### EXTRAIT
^^^^^^^^

Vos pièces tiennent du grand reportage, tout comme votre travail de dramaturge se réfère à celui du monteur au cinéma. C’est donc naturellement que vous vous êtes lancé dans la vidéo, avec le moyen métrage plusieurs fois primé Il est des nôtres (2013).

L’histoire que j’avais en tête ne se prêtait pas au théâtre et la vidéo m’a permis une expression plus personnelle que celle que j’ai avec les Chiens de Navarre, même si certains amis de cette bande font quelques apparitions dans le film. Il y a également une forme de continuité dans le travail du texte par l’improvisation. Comme base au scénario, je suis parti d’une interrogation personnelle: comment pourrais-je vivre autrement aujourd’hui? Par exemple, en vivant reclus hors de la société, comme Thomas (le personnage principal du film interprété par Thomas de Pourquery) qui vit depuis plusieurs années dans sa caravane à l’intérieur d’un hangar d’une métropole française. Loin de certains et plus proche d’autres, il est heureux.

^^^^^^^^

### PETIT EXERCICE 1
D'après l'extrait, répondez :
(a) Quel est le titre du moyen métrage, et de quelle année date-t-il ?
(b) Quel acteur joue Thomas ?
(c) Où vit Thomas ?
L'extrait et les lignes n'ont aucun rapport entre eux.

### MATÉRIAU
^^^^^^^^

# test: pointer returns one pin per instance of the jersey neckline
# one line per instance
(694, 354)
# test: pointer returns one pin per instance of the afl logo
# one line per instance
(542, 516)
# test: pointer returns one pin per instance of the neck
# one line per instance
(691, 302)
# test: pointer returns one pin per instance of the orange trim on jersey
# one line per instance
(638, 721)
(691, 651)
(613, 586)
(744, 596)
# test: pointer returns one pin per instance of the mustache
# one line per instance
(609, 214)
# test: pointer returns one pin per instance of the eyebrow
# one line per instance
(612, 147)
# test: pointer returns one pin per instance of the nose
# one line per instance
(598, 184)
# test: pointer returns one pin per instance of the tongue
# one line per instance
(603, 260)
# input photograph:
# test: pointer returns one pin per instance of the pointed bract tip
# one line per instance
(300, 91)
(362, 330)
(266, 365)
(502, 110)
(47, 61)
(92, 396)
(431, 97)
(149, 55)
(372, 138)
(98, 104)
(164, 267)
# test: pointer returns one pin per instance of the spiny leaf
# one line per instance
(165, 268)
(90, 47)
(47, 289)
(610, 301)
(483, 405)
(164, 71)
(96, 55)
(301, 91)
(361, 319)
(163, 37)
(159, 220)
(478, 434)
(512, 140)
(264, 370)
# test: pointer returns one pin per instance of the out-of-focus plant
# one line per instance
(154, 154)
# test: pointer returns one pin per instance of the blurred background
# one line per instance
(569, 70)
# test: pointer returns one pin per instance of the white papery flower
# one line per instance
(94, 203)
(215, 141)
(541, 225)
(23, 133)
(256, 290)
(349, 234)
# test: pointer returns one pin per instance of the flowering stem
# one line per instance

^^^^^^^^

### PETIT EXERCICE 2
Renvoyez, parmi les lignes placées après l'extrait, tout ce qui va de la ligne contenant « # test: pointer returns one pin per instance of the out-of-focus » jusqu'à la dernière ligne, les deux comprises.

### RÉPONSE 1
(a) Il est des nôtres, de 2013.
(b) Thomas de Pourquery.
(c) Dans sa caravane, à l'intérieur d'un hangar d'une métropole française.

### RÉPONSE 2
# test: pointer returns one pin per instance of the out-of-focus plant
# one line per instance
(154, 154)
# test: pointer returns one pin per instance of the blurred background
# one line per instance
(569, 70)
# test: pointer returns one pin per instance of the white papery flower
# one line per instance
(94, 203)
(215, 141)
(541, 225)
(23, 133)
(256, 290)
(349, 234)
# test: pointer returns one pin per instance of the flowering stem
# one line per instance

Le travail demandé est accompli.